__PROBLEM REQUIREMENTS__:
Please render everything from the line containing "TARGET = road lane marking" down to the end of the listing as a Markdown table with the columns Row and Line, one numbered row per nonblank line. Leave the pictures out of the table.

__EXERCISE MATERIALS__:
================
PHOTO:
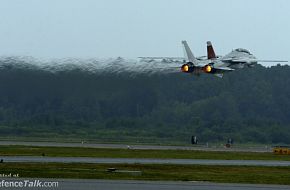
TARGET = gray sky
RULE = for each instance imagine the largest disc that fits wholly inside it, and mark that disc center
(132, 28)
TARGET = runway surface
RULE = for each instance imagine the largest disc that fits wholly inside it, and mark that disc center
(39, 159)
(79, 184)
(142, 147)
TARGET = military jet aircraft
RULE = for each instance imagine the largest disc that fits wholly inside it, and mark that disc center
(213, 64)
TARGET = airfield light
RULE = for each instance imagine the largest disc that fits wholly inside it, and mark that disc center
(185, 68)
(208, 68)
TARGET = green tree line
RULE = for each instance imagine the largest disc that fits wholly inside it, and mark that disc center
(249, 105)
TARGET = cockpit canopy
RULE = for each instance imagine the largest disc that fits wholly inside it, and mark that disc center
(243, 50)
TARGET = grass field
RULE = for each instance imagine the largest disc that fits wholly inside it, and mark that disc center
(131, 153)
(232, 174)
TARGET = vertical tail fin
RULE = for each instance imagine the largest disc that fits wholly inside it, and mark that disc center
(189, 55)
(210, 51)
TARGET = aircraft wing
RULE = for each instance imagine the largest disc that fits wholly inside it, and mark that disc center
(223, 69)
(172, 58)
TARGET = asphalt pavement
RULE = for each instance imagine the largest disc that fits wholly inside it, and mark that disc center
(79, 184)
(44, 159)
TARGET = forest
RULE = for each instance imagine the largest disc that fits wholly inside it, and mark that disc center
(250, 105)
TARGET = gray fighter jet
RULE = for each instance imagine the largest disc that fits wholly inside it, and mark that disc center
(213, 64)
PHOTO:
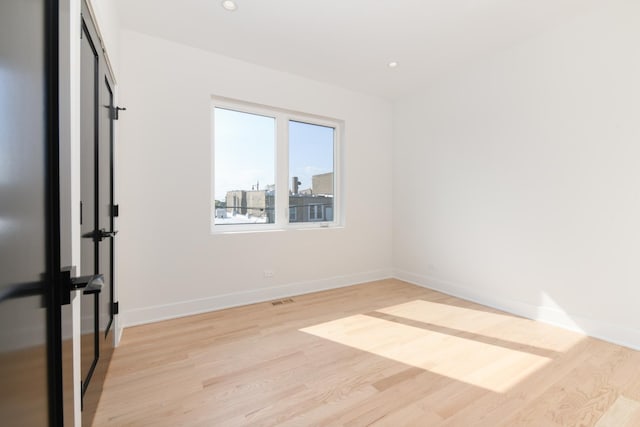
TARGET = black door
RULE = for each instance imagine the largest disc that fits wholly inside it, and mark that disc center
(31, 291)
(96, 192)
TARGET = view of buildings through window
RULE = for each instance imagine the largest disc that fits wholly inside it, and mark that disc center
(246, 173)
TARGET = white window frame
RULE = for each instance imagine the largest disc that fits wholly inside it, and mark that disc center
(317, 208)
(282, 118)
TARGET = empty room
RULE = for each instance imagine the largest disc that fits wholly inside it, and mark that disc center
(320, 213)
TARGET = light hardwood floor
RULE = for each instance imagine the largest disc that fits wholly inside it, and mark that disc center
(384, 353)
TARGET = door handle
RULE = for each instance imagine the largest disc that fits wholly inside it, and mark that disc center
(89, 284)
(99, 235)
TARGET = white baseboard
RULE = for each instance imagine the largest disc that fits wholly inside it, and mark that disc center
(187, 308)
(606, 331)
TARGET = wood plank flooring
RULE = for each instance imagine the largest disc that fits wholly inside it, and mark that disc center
(385, 353)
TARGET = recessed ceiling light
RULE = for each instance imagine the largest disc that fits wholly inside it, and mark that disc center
(229, 5)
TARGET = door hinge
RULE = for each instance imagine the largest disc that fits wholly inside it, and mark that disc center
(115, 112)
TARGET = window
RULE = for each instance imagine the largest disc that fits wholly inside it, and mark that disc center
(272, 168)
(315, 213)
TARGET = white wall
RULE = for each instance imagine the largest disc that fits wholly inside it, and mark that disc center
(519, 178)
(169, 262)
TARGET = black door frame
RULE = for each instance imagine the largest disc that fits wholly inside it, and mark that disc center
(55, 291)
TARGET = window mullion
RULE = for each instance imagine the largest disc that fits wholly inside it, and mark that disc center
(282, 170)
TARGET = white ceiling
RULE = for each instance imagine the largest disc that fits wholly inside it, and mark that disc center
(349, 42)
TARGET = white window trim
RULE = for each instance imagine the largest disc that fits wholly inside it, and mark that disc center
(282, 118)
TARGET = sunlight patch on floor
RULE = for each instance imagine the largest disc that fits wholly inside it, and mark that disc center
(500, 326)
(624, 412)
(492, 367)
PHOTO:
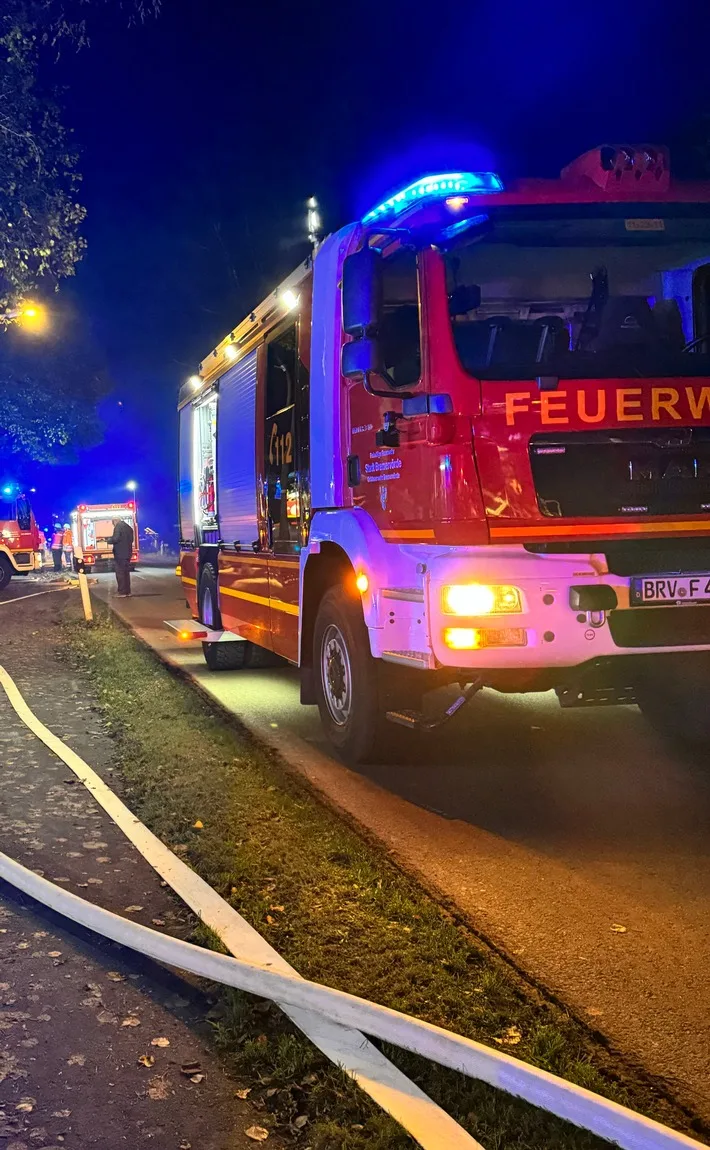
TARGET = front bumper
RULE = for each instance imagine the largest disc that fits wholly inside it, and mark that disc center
(556, 635)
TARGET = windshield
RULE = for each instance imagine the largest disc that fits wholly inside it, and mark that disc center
(574, 293)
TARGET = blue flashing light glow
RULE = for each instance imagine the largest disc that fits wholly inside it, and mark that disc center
(433, 186)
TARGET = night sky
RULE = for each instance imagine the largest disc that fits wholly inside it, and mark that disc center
(203, 133)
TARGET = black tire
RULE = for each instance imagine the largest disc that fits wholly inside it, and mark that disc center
(6, 572)
(346, 679)
(673, 694)
(228, 656)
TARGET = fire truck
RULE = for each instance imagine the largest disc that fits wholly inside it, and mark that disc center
(18, 535)
(468, 443)
(92, 526)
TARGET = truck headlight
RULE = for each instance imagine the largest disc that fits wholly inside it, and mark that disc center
(480, 599)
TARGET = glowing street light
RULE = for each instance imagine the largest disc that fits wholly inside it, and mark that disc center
(313, 221)
(32, 317)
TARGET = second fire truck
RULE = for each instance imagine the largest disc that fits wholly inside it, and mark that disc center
(92, 527)
(468, 443)
(18, 535)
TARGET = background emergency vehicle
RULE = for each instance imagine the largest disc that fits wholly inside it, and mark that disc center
(468, 443)
(18, 535)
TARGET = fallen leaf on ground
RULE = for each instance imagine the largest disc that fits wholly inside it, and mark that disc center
(510, 1037)
(159, 1088)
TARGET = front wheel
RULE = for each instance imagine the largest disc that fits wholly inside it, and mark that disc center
(6, 572)
(346, 681)
(673, 694)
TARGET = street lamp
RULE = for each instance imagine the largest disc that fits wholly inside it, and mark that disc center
(31, 316)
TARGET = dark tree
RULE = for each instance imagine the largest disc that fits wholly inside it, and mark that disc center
(48, 400)
(39, 208)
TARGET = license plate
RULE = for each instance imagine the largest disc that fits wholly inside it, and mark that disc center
(670, 589)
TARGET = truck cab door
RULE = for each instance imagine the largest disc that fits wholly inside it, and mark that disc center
(284, 480)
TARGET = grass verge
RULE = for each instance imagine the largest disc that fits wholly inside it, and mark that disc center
(340, 912)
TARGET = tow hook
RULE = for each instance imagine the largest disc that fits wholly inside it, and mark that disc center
(415, 720)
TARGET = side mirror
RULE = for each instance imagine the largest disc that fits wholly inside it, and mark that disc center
(361, 291)
(464, 299)
(361, 357)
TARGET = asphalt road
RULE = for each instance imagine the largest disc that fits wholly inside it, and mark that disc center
(577, 842)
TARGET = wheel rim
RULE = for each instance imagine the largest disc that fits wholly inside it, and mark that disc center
(336, 675)
(207, 608)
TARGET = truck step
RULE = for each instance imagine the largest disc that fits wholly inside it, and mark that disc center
(415, 720)
(189, 629)
(579, 696)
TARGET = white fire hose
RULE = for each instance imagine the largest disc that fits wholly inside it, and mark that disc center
(307, 1002)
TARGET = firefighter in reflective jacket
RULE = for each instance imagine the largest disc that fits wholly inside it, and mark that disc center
(58, 538)
(122, 542)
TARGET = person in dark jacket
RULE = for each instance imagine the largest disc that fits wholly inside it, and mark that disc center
(56, 546)
(122, 542)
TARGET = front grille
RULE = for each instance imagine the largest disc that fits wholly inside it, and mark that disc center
(644, 627)
(630, 473)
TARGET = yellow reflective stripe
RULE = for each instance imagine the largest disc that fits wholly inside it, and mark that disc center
(245, 595)
(407, 535)
(290, 608)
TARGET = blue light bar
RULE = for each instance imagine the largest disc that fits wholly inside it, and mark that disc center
(433, 186)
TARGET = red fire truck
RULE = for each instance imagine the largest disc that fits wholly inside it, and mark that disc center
(92, 526)
(468, 443)
(18, 535)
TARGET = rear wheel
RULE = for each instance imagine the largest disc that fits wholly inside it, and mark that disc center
(6, 572)
(673, 692)
(346, 677)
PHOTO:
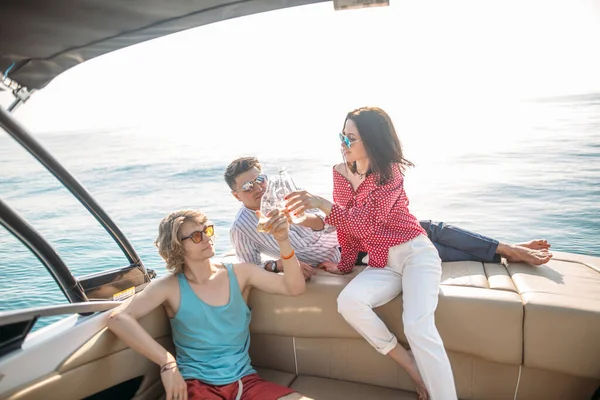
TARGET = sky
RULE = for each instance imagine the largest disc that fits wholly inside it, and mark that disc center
(287, 69)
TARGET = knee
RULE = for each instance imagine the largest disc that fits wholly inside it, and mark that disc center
(347, 304)
(417, 328)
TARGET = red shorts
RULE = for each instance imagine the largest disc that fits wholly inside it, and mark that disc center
(253, 388)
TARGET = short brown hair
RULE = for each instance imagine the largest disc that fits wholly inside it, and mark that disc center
(238, 167)
(169, 245)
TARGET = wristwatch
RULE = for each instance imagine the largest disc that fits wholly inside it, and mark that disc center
(271, 266)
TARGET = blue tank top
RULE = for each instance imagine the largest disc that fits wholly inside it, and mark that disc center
(212, 342)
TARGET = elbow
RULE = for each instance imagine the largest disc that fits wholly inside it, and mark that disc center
(298, 289)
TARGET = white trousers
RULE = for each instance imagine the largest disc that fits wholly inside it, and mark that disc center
(414, 268)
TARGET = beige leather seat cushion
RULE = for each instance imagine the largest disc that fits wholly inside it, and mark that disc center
(562, 314)
(478, 313)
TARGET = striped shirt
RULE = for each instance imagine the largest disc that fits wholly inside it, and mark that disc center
(311, 247)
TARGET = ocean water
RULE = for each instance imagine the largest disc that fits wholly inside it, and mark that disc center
(527, 170)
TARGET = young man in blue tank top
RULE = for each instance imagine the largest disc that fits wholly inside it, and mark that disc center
(209, 317)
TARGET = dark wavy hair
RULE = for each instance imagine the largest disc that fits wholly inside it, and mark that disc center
(381, 142)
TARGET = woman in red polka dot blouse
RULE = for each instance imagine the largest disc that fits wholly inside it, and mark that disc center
(370, 213)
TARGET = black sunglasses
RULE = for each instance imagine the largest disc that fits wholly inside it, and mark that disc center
(196, 236)
(248, 186)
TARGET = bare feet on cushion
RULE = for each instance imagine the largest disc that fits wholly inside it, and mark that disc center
(407, 361)
(515, 253)
(538, 244)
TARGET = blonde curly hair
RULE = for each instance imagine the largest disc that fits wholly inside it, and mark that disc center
(168, 243)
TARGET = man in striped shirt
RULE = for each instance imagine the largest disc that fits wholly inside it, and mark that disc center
(313, 240)
(316, 242)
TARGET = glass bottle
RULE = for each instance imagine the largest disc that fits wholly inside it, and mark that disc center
(288, 185)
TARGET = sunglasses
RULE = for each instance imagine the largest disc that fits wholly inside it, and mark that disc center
(196, 236)
(248, 186)
(346, 140)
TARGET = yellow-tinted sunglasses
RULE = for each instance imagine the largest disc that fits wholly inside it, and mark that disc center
(196, 236)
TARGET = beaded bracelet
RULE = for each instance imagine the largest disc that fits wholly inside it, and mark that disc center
(165, 366)
(288, 257)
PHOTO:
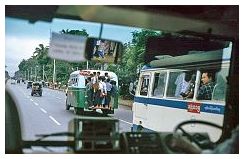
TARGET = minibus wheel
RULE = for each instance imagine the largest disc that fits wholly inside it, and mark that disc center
(67, 106)
(79, 111)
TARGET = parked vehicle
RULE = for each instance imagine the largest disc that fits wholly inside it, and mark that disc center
(29, 84)
(36, 88)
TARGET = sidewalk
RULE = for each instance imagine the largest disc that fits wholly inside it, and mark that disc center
(124, 102)
(128, 103)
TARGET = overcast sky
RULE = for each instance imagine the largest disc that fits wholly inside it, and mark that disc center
(21, 37)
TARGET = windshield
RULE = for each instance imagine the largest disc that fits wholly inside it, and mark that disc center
(34, 64)
(163, 79)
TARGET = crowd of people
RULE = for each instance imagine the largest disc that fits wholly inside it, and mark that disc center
(100, 90)
(205, 89)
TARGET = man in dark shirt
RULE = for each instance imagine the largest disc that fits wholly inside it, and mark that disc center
(206, 90)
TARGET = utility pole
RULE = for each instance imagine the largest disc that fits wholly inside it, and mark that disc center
(31, 74)
(54, 72)
(28, 75)
(43, 72)
(35, 74)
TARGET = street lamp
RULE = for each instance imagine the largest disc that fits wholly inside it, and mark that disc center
(36, 73)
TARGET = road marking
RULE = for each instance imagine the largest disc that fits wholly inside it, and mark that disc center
(124, 121)
(54, 120)
(43, 110)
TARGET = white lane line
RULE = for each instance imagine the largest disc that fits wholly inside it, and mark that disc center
(124, 121)
(43, 110)
(54, 120)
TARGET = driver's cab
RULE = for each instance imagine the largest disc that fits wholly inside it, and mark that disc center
(154, 93)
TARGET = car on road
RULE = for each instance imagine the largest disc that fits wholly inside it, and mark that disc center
(13, 81)
(36, 88)
(29, 84)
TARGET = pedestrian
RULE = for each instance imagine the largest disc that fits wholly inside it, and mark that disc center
(206, 90)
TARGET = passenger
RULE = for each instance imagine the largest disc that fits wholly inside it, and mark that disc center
(190, 89)
(97, 93)
(108, 97)
(107, 76)
(179, 82)
(206, 90)
(114, 92)
(103, 91)
(89, 92)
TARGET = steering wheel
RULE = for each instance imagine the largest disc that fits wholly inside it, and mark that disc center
(195, 137)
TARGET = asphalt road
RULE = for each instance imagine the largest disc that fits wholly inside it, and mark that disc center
(47, 114)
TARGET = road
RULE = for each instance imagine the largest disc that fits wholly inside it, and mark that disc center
(47, 114)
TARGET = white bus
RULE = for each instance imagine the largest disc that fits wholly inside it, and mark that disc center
(77, 93)
(159, 104)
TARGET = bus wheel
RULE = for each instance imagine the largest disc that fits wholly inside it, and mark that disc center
(67, 106)
(79, 111)
(105, 111)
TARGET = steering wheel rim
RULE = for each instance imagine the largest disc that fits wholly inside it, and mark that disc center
(189, 136)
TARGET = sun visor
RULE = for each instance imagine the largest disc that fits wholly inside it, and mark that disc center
(178, 46)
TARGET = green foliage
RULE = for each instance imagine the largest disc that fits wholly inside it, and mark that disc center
(126, 71)
(132, 59)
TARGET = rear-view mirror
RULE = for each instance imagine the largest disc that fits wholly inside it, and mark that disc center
(76, 48)
(103, 50)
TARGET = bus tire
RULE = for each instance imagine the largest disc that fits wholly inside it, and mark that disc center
(79, 111)
(66, 105)
(105, 111)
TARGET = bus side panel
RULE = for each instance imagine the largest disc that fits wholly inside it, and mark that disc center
(115, 100)
(81, 98)
(160, 118)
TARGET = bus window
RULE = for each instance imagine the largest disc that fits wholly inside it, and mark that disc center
(219, 90)
(175, 83)
(181, 84)
(207, 85)
(144, 85)
(159, 84)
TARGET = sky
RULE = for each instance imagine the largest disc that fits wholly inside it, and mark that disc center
(15, 49)
(22, 37)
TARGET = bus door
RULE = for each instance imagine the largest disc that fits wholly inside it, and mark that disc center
(140, 105)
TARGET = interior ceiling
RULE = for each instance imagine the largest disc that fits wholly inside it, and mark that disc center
(221, 20)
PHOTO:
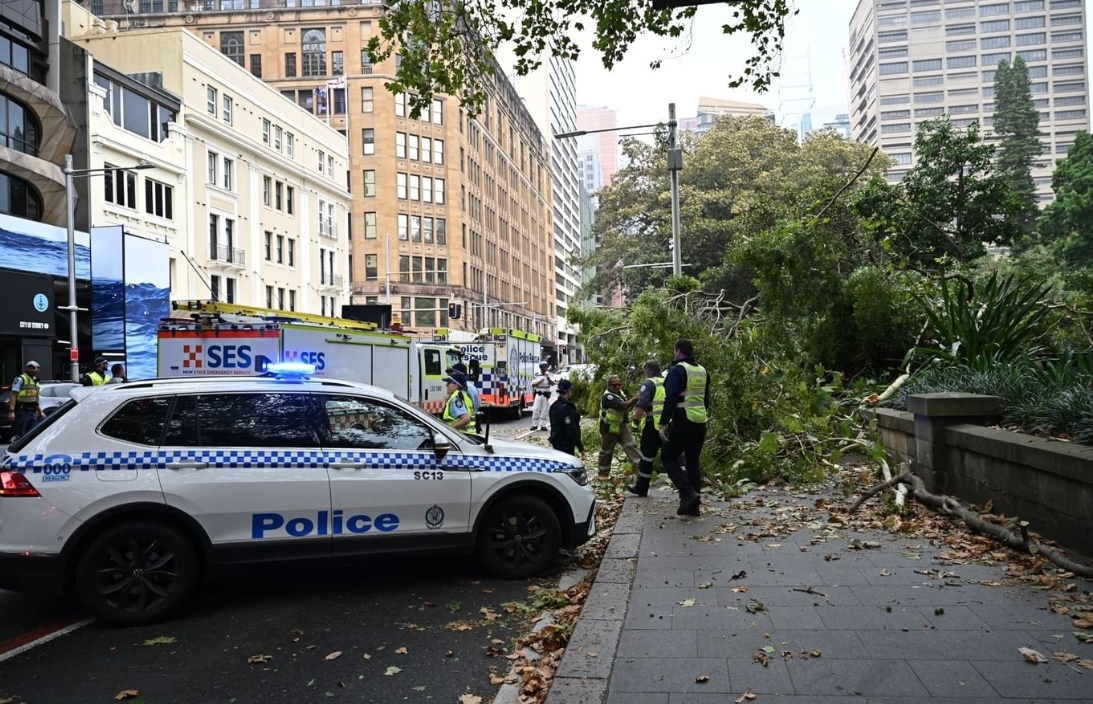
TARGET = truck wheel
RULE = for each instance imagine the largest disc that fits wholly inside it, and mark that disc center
(137, 573)
(518, 538)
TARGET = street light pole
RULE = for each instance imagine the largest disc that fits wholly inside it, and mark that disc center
(70, 218)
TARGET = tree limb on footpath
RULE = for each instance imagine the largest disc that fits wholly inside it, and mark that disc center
(950, 506)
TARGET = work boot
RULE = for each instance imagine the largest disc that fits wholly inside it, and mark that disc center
(690, 505)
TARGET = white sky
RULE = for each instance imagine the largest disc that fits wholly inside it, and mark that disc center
(815, 39)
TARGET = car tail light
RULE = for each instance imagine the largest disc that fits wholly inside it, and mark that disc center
(16, 484)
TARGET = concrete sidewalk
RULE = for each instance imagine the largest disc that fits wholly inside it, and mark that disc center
(763, 596)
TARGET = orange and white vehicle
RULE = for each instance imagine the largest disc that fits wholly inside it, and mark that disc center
(212, 339)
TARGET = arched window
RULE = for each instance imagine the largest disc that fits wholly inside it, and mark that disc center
(19, 128)
(19, 198)
(315, 53)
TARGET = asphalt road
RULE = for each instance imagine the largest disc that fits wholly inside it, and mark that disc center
(408, 629)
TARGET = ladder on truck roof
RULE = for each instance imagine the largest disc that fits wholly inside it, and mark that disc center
(214, 307)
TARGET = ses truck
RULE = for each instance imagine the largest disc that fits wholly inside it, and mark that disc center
(227, 339)
(502, 363)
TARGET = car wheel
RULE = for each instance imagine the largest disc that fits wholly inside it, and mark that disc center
(137, 573)
(519, 537)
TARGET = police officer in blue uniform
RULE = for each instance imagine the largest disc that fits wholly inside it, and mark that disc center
(23, 408)
(683, 425)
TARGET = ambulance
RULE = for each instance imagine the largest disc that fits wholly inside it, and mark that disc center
(502, 363)
(216, 339)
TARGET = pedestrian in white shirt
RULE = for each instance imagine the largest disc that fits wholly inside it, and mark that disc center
(541, 387)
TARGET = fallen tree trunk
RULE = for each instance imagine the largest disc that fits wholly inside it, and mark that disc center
(950, 506)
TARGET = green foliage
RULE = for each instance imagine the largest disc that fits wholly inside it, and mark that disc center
(949, 206)
(999, 320)
(1037, 399)
(1066, 222)
(1017, 124)
(449, 47)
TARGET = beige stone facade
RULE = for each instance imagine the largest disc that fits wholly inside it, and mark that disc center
(257, 185)
(459, 208)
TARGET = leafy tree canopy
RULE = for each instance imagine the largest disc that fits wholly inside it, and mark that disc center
(1066, 221)
(950, 204)
(449, 47)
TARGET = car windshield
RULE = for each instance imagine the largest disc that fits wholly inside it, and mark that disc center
(43, 424)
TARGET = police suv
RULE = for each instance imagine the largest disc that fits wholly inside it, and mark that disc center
(130, 494)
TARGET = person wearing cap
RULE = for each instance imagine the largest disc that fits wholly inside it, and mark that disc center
(471, 389)
(457, 410)
(565, 422)
(96, 376)
(540, 410)
(23, 408)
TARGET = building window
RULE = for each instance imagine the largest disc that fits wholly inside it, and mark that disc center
(19, 198)
(159, 199)
(19, 129)
(369, 225)
(315, 53)
(120, 188)
(231, 45)
(960, 61)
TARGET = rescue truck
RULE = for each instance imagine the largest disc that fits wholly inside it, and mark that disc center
(213, 339)
(501, 363)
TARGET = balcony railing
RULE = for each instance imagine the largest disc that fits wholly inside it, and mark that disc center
(227, 255)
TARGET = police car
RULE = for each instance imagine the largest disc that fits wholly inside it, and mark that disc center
(131, 494)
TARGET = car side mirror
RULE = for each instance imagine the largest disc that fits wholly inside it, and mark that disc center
(441, 446)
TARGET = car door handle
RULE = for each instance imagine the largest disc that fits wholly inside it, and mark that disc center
(186, 466)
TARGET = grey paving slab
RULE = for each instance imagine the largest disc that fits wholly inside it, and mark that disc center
(564, 690)
(646, 644)
(670, 675)
(737, 643)
(824, 677)
(952, 678)
(1053, 680)
(591, 648)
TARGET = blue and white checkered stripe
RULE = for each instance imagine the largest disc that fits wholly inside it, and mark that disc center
(257, 458)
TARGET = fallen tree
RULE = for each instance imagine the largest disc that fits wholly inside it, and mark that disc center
(950, 506)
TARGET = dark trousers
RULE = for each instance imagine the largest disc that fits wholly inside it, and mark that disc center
(25, 420)
(684, 443)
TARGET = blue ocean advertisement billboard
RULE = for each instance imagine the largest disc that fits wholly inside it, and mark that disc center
(35, 247)
(147, 300)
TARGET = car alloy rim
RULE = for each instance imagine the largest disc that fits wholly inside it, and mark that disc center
(137, 575)
(519, 537)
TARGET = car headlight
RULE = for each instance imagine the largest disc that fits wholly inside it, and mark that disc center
(576, 473)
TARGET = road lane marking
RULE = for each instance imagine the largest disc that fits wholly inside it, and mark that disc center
(38, 636)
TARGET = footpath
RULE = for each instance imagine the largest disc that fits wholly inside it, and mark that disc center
(773, 598)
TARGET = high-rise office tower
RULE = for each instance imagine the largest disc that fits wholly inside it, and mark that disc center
(914, 60)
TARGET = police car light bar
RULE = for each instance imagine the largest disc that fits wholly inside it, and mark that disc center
(290, 370)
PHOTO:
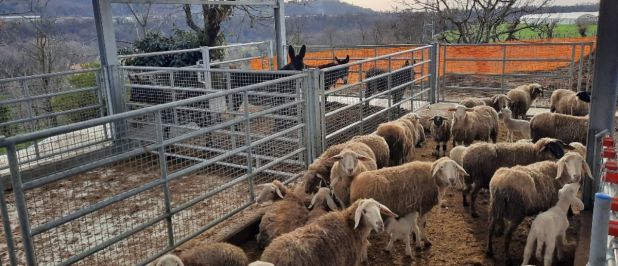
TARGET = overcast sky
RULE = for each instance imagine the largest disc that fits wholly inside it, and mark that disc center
================
__RESPONSE TO THIS TASK__:
| Row | Line |
|---|---|
| 1 | TARGET = road lane marking |
| 2 | RULE = for each instance imagine the largest disc that fits wholly inside it, and mark that disc center |
| 3 | (38, 636) |
| 4 | TARGET = footpath |
| 5 | RULE = for each instance imagine the largest disc that fits wholly inside it, and mark that disc center |
| 6 | (773, 598) |
| 7 | TARGET = high-rise office tower |
| 8 | RULE = for each instance imagine the largest disc that fits wholly inside it, and mark that disc center |
| 9 | (914, 60) |
| 10 | TARGET = police car light bar |
| 11 | RULE = for each instance imagine the largest disc that fits wholly inside it, and mark that disc center |
| 12 | (290, 370) |
| 13 | PHOTO: |
| 14 | TARGET = overcast sky |
| 15 | RULE = for each instance imagine the largest disc that fits wholly inside it, and mark that disc center |